§ Stated task
Copy the rows below word for word, starting at the line with "Objective — locate the letter p" and going through the last row, with both ends included.

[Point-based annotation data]
━━━━

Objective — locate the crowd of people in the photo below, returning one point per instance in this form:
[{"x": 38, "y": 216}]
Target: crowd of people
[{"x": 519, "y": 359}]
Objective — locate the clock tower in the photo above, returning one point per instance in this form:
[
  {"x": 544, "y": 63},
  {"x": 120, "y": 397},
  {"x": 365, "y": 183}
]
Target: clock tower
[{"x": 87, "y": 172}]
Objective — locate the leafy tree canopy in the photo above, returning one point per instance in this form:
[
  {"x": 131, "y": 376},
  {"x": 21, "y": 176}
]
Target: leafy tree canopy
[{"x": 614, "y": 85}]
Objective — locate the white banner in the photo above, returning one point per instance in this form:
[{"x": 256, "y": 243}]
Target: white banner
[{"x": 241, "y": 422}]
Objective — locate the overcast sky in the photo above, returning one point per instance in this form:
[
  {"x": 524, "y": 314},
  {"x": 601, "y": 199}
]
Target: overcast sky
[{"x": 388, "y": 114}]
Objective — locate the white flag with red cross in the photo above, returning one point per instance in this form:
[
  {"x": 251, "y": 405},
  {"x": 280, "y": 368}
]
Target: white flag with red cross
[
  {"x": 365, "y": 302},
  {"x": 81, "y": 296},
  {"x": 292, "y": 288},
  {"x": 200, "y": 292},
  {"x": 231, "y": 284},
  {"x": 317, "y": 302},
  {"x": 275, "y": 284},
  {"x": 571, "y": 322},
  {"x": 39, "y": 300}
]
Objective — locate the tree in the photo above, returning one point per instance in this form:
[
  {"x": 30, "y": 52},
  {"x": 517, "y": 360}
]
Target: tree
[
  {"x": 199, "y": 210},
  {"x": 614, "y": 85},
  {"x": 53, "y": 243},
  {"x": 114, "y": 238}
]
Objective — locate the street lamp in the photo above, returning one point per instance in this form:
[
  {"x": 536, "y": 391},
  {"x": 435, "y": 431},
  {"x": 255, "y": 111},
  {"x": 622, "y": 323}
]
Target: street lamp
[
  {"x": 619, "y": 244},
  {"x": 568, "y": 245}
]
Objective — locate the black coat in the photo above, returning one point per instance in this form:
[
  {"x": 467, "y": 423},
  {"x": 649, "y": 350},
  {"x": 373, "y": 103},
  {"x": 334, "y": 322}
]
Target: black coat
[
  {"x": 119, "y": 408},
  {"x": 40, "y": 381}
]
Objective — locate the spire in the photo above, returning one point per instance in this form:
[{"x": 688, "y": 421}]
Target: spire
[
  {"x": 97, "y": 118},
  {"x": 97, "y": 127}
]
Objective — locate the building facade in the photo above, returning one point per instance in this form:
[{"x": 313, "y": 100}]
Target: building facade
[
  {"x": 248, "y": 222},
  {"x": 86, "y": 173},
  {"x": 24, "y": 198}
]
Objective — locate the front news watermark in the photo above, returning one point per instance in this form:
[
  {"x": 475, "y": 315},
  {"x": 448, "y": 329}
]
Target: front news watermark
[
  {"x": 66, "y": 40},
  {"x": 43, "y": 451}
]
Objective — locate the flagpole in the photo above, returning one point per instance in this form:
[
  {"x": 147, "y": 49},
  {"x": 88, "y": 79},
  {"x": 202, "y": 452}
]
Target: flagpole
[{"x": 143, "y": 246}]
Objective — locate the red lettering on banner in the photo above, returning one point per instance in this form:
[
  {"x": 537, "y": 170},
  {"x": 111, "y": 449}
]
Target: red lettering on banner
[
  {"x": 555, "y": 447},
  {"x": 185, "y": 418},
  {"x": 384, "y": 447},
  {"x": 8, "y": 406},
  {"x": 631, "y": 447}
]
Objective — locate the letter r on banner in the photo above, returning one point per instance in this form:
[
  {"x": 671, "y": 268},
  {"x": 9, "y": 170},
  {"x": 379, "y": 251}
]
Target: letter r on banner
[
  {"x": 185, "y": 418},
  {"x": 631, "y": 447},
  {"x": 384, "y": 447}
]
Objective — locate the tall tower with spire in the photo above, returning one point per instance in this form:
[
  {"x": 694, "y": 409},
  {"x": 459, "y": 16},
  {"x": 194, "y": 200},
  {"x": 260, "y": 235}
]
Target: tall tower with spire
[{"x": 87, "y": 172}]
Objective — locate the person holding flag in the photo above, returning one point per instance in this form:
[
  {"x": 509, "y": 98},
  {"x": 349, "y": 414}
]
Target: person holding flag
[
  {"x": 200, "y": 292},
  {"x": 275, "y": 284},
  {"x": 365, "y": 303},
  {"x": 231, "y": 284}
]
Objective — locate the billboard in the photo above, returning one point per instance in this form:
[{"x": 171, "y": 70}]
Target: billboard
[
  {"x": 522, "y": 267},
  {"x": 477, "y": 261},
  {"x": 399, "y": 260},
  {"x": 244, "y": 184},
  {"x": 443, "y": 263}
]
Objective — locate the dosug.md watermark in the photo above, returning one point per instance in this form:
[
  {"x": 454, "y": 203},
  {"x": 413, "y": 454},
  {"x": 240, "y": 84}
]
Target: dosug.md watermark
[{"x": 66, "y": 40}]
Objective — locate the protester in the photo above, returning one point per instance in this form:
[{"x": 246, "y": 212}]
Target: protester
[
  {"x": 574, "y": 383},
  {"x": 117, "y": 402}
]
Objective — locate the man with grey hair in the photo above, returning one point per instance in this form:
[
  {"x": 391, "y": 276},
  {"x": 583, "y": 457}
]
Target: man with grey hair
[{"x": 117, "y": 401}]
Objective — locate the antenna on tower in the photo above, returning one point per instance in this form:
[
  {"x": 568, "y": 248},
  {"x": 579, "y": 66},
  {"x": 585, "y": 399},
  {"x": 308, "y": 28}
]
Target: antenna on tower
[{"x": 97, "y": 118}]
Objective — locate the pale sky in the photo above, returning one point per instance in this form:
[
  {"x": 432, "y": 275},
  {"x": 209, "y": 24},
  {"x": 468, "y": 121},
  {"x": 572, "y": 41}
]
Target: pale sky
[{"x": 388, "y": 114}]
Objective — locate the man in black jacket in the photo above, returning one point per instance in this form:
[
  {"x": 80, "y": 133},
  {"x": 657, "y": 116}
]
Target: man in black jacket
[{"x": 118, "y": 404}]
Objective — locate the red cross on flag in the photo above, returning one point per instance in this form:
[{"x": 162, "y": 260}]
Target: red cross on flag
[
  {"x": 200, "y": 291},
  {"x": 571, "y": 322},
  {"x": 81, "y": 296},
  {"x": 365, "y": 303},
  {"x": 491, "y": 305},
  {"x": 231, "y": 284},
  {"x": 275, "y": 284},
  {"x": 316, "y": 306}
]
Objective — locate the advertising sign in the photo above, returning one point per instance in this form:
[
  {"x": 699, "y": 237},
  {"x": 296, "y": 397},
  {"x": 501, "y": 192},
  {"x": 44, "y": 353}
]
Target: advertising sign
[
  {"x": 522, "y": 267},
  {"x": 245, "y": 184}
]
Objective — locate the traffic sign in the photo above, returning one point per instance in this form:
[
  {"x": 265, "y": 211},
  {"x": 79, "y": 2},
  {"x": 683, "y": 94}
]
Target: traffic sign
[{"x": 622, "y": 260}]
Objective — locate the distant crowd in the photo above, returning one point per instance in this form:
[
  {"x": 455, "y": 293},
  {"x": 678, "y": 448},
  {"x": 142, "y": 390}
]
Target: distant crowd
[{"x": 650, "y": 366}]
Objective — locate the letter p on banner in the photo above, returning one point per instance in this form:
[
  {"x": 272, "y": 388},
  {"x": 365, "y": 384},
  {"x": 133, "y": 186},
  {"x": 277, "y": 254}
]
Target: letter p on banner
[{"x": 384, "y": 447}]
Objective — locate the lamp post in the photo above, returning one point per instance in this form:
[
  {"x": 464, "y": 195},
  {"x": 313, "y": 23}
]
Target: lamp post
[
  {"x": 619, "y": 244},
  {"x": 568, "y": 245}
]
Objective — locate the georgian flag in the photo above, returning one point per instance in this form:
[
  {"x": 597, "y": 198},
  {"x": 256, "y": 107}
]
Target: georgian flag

━━━━

§ Exercise answer
Objective — locate the letter p on banner in the photo above, returning one point per instance in this form:
[
  {"x": 272, "y": 388},
  {"x": 365, "y": 384},
  {"x": 133, "y": 186},
  {"x": 277, "y": 254}
]
Target: letter p on banner
[{"x": 384, "y": 447}]
Objective — locate the lamp post in the photo above, returning one point per instance in this form:
[
  {"x": 464, "y": 195},
  {"x": 313, "y": 23}
]
Target: lamp post
[
  {"x": 619, "y": 244},
  {"x": 568, "y": 245}
]
Objective — locate the georgian flag in the photo above, returning one point per instance in this form:
[
  {"x": 597, "y": 198},
  {"x": 256, "y": 107}
]
Target: georgian flag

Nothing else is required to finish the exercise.